◆ EXERCISE ◆
Could you reproduce, character for character, the lines of the listing from the one containing "[mark] the parked" through its final line, with both of those lines included?

----

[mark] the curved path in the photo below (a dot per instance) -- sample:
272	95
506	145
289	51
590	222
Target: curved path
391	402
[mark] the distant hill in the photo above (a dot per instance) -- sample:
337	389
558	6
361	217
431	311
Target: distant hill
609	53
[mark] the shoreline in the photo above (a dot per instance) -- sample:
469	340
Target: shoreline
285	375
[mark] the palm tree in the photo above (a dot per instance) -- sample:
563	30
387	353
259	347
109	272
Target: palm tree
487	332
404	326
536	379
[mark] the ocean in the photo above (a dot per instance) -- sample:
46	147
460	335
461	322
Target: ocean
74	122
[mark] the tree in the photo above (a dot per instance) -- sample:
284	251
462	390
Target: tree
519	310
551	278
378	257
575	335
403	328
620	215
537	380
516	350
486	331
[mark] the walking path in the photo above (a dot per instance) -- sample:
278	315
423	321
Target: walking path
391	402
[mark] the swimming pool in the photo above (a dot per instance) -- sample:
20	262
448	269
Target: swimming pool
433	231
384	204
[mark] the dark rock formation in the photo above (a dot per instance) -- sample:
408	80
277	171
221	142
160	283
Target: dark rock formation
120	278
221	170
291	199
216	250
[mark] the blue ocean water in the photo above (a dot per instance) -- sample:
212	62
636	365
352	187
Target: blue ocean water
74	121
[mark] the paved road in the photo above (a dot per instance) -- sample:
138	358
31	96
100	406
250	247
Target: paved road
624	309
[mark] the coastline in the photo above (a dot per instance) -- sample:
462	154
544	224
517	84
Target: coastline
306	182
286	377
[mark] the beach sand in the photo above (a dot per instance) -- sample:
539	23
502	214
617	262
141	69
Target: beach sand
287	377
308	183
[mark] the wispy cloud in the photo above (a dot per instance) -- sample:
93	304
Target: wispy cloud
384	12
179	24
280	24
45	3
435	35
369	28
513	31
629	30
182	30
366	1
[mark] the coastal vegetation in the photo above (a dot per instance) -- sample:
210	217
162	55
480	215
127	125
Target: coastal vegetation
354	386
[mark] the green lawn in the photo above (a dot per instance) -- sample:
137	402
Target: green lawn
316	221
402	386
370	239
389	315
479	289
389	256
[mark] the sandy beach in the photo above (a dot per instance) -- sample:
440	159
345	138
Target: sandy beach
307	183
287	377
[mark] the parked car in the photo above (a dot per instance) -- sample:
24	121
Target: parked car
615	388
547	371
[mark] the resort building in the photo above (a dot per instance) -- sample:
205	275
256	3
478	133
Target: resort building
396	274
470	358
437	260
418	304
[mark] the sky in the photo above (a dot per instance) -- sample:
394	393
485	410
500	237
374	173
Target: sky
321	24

----

◆ FINAL RESULT ◆
[mark] the parked car in the photo above (a dot per instance) -- sample:
24	121
Target: parked car
615	388
547	371
[mark] the resort building in the photo above (a dot per instance) -- sample:
205	275
256	3
478	133
Target: resort building
396	274
470	358
437	260
418	304
[mark] the sky in the photo above (a dot per instance) -- sample:
394	393
485	410
500	237
374	173
Target: sky
321	24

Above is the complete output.